• TRY IT
In the note on NFS soft mounts below, rewrite the passage starting at "I've noticed that" and ending at "which failed.", substituting "hard" for "soft" wherever it occurs.

I've noticed that even with 'soft' mount specified as an option, i/o
will continue to cache (after a server has gone away - or the clients
links to it), at which point it hangs, instead of returning an i/o error
as I would expect based on the man pages.
For our environment, speed is more important than reliability as when we
lose access to one of the nfs mounts, we cease writing new data to it
and journal it on the remaining available mounts.
Based on the descriptions in the various manuals, I would have thought
'soft' mount would have given us an i/o error on any write (or read)
which failed.
This however, isn't the case, unless 'sync' is also set.
I believe the reason for this has to do with somewhere in the cache
handling. Even when the mount is set to 'soft', without 'sync' the
writes go to the cache, until the cache is full and the client wants to
perform the actual write to the server. It is at this time, that it
stays stuck and never returns, irregardless of the timeo and retrans
options, until the server (or links to it) have been restored.

• INFORMATION SUPPLIED

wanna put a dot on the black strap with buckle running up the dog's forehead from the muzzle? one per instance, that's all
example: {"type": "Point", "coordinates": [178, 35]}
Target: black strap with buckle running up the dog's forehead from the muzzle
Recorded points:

• RESPONSE FOR THIS EXERCISE
I've noticed that even with 'hard' mount specified as an option, i/o
will continue to cache (after a server has gone away - or the clients
links to it), at which point it hangs, instead of returning an i/o error
as I would expect based on the man pages.
For our environment, speed is more important than reliability as when we
lose access to one of the nfs mounts, we cease writing new data to it
and journal it on the remaining available mounts.
Based on the descriptions in the various manuals, I would have thought
'hard' mount would have given us an i/o error on any write (or read)
which failed.